* begin Given data *
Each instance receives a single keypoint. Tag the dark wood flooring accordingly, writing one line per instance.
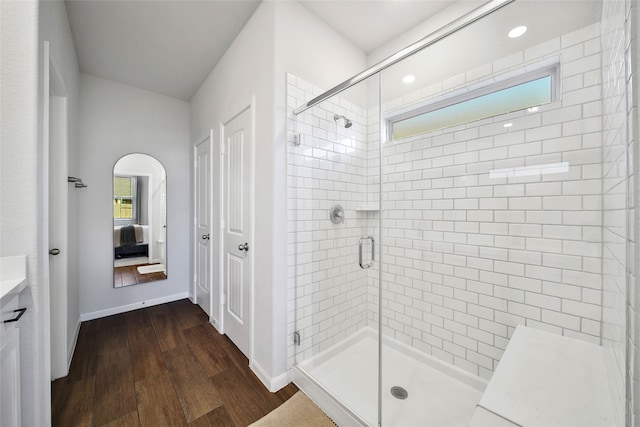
(129, 275)
(160, 366)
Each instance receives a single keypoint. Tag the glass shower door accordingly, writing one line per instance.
(333, 240)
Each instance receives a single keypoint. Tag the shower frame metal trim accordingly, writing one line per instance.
(423, 43)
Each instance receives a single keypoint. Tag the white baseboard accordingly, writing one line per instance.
(273, 384)
(129, 307)
(72, 349)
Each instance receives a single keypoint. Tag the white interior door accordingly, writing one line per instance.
(202, 270)
(237, 244)
(58, 227)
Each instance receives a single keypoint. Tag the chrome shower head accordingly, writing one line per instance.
(347, 122)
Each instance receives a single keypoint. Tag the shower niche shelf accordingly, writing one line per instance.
(367, 207)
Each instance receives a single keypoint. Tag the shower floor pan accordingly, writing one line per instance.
(343, 382)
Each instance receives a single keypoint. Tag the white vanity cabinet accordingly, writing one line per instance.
(12, 282)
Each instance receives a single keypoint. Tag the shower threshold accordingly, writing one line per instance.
(343, 381)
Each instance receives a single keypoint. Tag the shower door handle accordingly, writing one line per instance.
(373, 251)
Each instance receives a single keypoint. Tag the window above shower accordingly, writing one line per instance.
(525, 91)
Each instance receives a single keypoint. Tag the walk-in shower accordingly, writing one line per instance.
(490, 191)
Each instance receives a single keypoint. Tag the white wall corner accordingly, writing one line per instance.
(273, 384)
(129, 307)
(72, 347)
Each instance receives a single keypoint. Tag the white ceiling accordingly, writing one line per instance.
(171, 46)
(167, 47)
(369, 24)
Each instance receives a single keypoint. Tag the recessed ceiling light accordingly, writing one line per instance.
(517, 32)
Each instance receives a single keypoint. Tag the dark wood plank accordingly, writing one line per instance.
(162, 365)
(72, 402)
(85, 358)
(212, 357)
(146, 354)
(129, 420)
(158, 403)
(195, 391)
(236, 393)
(168, 331)
(112, 332)
(137, 319)
(219, 417)
(188, 314)
(114, 393)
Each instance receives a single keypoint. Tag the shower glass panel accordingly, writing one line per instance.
(333, 193)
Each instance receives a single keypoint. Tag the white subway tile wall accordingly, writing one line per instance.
(484, 227)
(327, 288)
(487, 227)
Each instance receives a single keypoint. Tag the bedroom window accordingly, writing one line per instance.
(527, 90)
(124, 199)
* end Given data *
• **Problem description**
Exactly and exclusively, repeat the lines from the line that contains "Each instance receives a single keypoint. Tag the shower glass" through the end of the records, both ends included.

• **Solution for this problem**
Each instance receives a single keypoint. Tag the shower glass panel accordingly, writing one line per instance.
(333, 193)
Each instance receives a single keypoint. Tag the white subway tile wall accordingly, writing one line per instance.
(484, 227)
(327, 288)
(487, 227)
Each instance receives a single keypoint. Tag the bedroom window accordingly, writing one line per instance.
(527, 90)
(124, 199)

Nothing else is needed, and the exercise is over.